** BEGIN **
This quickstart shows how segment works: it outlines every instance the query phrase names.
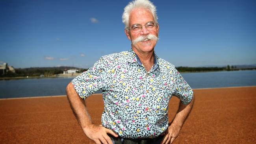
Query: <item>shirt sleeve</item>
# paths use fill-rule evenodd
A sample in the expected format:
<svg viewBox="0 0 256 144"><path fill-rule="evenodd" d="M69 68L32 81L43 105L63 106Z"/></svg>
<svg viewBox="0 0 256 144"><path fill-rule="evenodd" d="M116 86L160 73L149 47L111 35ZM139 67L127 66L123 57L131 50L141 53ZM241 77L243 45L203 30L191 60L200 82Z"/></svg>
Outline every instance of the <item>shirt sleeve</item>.
<svg viewBox="0 0 256 144"><path fill-rule="evenodd" d="M178 70L174 68L175 81L173 95L177 97L182 103L186 105L191 101L193 97L193 90L181 76Z"/></svg>
<svg viewBox="0 0 256 144"><path fill-rule="evenodd" d="M104 90L106 85L104 60L102 57L89 68L72 81L72 84L79 96L85 100L97 91Z"/></svg>

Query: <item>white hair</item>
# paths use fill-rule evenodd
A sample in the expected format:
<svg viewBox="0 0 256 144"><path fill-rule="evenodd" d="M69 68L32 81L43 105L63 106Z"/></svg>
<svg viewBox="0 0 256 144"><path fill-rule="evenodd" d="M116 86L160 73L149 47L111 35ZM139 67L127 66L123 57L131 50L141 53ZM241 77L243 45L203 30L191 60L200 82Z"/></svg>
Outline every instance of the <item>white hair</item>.
<svg viewBox="0 0 256 144"><path fill-rule="evenodd" d="M154 20L157 23L158 19L156 15L156 8L153 3L148 0L134 0L131 2L124 7L122 18L125 28L129 26L129 17L131 11L135 8L143 8L149 10L153 15ZM126 29L126 30L128 30Z"/></svg>

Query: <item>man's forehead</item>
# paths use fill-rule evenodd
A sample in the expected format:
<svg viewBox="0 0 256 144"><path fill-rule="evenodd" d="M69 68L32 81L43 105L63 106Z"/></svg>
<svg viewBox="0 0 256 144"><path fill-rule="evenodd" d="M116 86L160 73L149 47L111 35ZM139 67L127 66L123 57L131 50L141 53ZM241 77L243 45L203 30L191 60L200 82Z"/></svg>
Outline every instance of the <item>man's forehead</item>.
<svg viewBox="0 0 256 144"><path fill-rule="evenodd" d="M142 24L149 22L155 22L153 15L148 9L139 8L133 9L130 13L129 23L130 25Z"/></svg>

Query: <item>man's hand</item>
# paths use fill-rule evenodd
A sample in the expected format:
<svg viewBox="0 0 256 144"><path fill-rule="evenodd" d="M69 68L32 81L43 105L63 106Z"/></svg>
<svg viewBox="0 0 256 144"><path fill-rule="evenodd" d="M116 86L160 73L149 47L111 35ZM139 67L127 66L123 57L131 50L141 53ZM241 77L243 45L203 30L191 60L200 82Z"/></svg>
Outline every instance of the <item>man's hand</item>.
<svg viewBox="0 0 256 144"><path fill-rule="evenodd" d="M195 95L193 95L191 101L187 105L184 105L181 102L180 102L179 109L176 115L165 131L165 136L161 142L161 144L172 144L178 137L180 131L191 111L194 101Z"/></svg>
<svg viewBox="0 0 256 144"><path fill-rule="evenodd" d="M107 133L115 137L118 137L118 135L112 130L104 127L101 125L96 125L91 124L87 127L86 129L83 129L84 133L88 138L93 140L96 144L113 144Z"/></svg>
<svg viewBox="0 0 256 144"><path fill-rule="evenodd" d="M161 144L172 144L174 140L179 135L181 127L172 124L169 126L168 129L165 131L165 136Z"/></svg>

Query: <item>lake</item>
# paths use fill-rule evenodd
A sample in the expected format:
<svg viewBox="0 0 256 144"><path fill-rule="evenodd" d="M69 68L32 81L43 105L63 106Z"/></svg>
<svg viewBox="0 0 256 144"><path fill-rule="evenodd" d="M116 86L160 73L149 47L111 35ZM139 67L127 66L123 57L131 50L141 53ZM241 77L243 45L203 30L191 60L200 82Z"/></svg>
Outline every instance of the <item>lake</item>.
<svg viewBox="0 0 256 144"><path fill-rule="evenodd" d="M193 89L256 85L255 70L181 74ZM66 87L74 78L1 80L0 98L65 95Z"/></svg>

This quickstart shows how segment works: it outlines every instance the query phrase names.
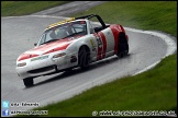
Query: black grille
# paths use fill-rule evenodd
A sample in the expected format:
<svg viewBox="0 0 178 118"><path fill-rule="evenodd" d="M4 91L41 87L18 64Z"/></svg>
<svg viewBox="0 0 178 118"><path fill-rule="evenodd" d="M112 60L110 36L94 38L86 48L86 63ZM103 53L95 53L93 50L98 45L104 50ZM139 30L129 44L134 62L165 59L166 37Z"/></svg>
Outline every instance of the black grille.
<svg viewBox="0 0 178 118"><path fill-rule="evenodd" d="M40 72L49 71L49 70L53 70L53 69L56 69L56 66L48 66L48 67L31 70L31 71L27 71L27 72L29 73L40 73Z"/></svg>

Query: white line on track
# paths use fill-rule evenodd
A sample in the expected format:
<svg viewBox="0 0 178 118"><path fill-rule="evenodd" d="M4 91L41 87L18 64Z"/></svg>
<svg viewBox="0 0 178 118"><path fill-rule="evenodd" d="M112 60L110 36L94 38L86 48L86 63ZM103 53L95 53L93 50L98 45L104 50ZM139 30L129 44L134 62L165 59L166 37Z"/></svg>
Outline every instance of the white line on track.
<svg viewBox="0 0 178 118"><path fill-rule="evenodd" d="M65 16L52 16L52 15L23 15L23 16L5 16L5 17L2 17L2 19L11 19L11 17L27 17L27 16L37 16L37 17L55 17L55 19L69 19L69 17L65 17ZM94 24L100 24L98 22L93 22ZM135 33L143 33L143 34L149 34L149 35L154 35L154 36L157 36L159 38L162 38L166 45L167 45L167 52L166 55L162 58L164 59L165 57L167 56L170 56L173 55L175 51L177 51L177 44L176 42L169 37L168 35L166 34L163 34L163 33L158 33L158 32L152 32L152 31L142 31L142 30L135 30L135 28L131 28L131 27L124 27L126 31L130 31L130 32L135 32ZM156 64L158 64L160 62L160 60L154 62L153 64L144 68L143 70L134 73L133 75L136 75L138 73L142 73L142 72L145 72L149 69L153 69Z"/></svg>

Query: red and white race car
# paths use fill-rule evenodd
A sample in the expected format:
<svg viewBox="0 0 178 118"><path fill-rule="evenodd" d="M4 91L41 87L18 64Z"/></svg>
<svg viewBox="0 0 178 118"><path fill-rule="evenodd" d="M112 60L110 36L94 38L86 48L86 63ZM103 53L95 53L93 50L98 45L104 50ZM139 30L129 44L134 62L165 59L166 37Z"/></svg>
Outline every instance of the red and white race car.
<svg viewBox="0 0 178 118"><path fill-rule="evenodd" d="M99 24L90 20L96 19ZM25 86L33 79L129 52L129 37L122 25L105 25L97 14L71 17L49 25L36 46L16 60L16 73Z"/></svg>

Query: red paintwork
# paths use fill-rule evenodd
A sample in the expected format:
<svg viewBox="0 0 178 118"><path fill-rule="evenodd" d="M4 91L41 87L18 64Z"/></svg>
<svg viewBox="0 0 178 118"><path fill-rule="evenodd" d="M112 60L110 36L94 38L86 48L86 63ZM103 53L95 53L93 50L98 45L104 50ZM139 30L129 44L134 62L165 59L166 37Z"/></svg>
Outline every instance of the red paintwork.
<svg viewBox="0 0 178 118"><path fill-rule="evenodd" d="M104 36L104 34L102 33L102 32L99 32L98 33L99 35L100 35L100 37L101 37L101 40L102 40L102 46L103 46L103 51L102 51L102 59L105 57L105 51L107 51L107 39L105 39L105 36Z"/></svg>
<svg viewBox="0 0 178 118"><path fill-rule="evenodd" d="M124 28L121 25L110 25L110 28L114 35L114 54L118 52L118 43L119 43L119 33L123 32L125 33Z"/></svg>

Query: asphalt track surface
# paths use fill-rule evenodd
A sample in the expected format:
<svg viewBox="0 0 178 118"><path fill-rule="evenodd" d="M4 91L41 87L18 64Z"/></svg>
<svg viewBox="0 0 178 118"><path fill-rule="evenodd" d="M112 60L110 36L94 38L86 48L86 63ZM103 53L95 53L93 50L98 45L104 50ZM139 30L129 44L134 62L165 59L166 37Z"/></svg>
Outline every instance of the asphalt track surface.
<svg viewBox="0 0 178 118"><path fill-rule="evenodd" d="M65 17L46 15L1 17L1 102L38 103L43 106L63 101L92 86L141 72L160 61L168 52L169 47L160 37L126 28L130 37L129 56L124 58L113 56L91 63L87 71L75 69L70 72L40 76L34 79L34 86L25 87L15 72L16 58L34 47L34 43L38 40L48 24L62 20ZM33 107L9 109L31 108Z"/></svg>

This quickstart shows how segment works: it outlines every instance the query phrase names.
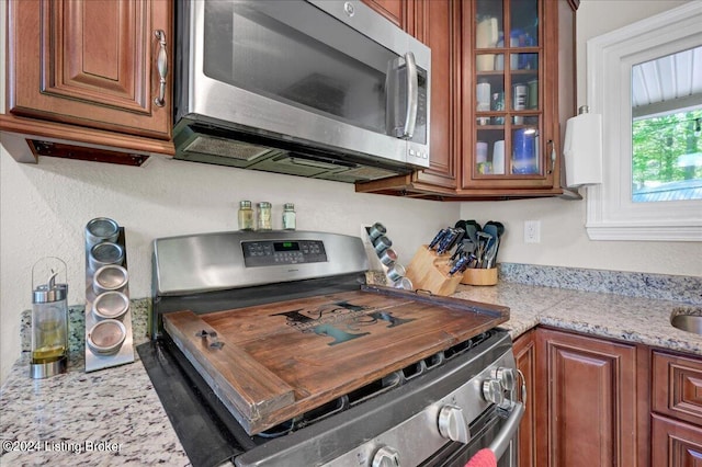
** END **
(Goal)
Convert everything from the line containing "Query: <item>white hair</item>" down to and including the line containing "24L149 22L155 22L153" into a Markdown table with the columns Row and Entry, leaving out blank lines.

(Exercise result)
| Row | Entry |
|---|---|
| 1 | Query: <item>white hair</item> |
| 2 | # paths use fill-rule evenodd |
| 3 | A sample in the expected format: |
| 4 | <svg viewBox="0 0 256 144"><path fill-rule="evenodd" d="M69 68L32 81L43 105L63 106Z"/></svg> |
| 5 | <svg viewBox="0 0 256 144"><path fill-rule="evenodd" d="M116 86L160 73L149 47L111 35ZM139 67L127 66L123 57L131 50L141 53ZM241 77L243 45L203 30L191 60L200 82Z"/></svg> |
| 6 | Outline every instance of the <item>white hair</item>. |
| 7 | <svg viewBox="0 0 256 144"><path fill-rule="evenodd" d="M154 20L157 23L158 19L156 15L156 8L153 3L148 0L134 0L131 2L124 7L122 18L125 28L129 26L129 17L131 11L135 8L143 8L149 10L153 15ZM126 29L126 30L128 30Z"/></svg> |
| 8 | Query: <item>man's forehead</item> |
| 9 | # paths use fill-rule evenodd |
| 10 | A sample in the expected format: |
| 11 | <svg viewBox="0 0 256 144"><path fill-rule="evenodd" d="M69 68L32 81L43 105L63 106Z"/></svg> |
| 12 | <svg viewBox="0 0 256 144"><path fill-rule="evenodd" d="M116 86L160 73L149 47L111 35ZM139 67L127 66L123 57L131 50L141 53ZM241 77L243 45L203 30L191 60L200 82Z"/></svg> |
| 13 | Outline every instance of the <item>man's forehead</item>. |
| 14 | <svg viewBox="0 0 256 144"><path fill-rule="evenodd" d="M142 24L149 22L155 22L153 15L148 9L139 8L133 9L130 13L129 23L130 25Z"/></svg> |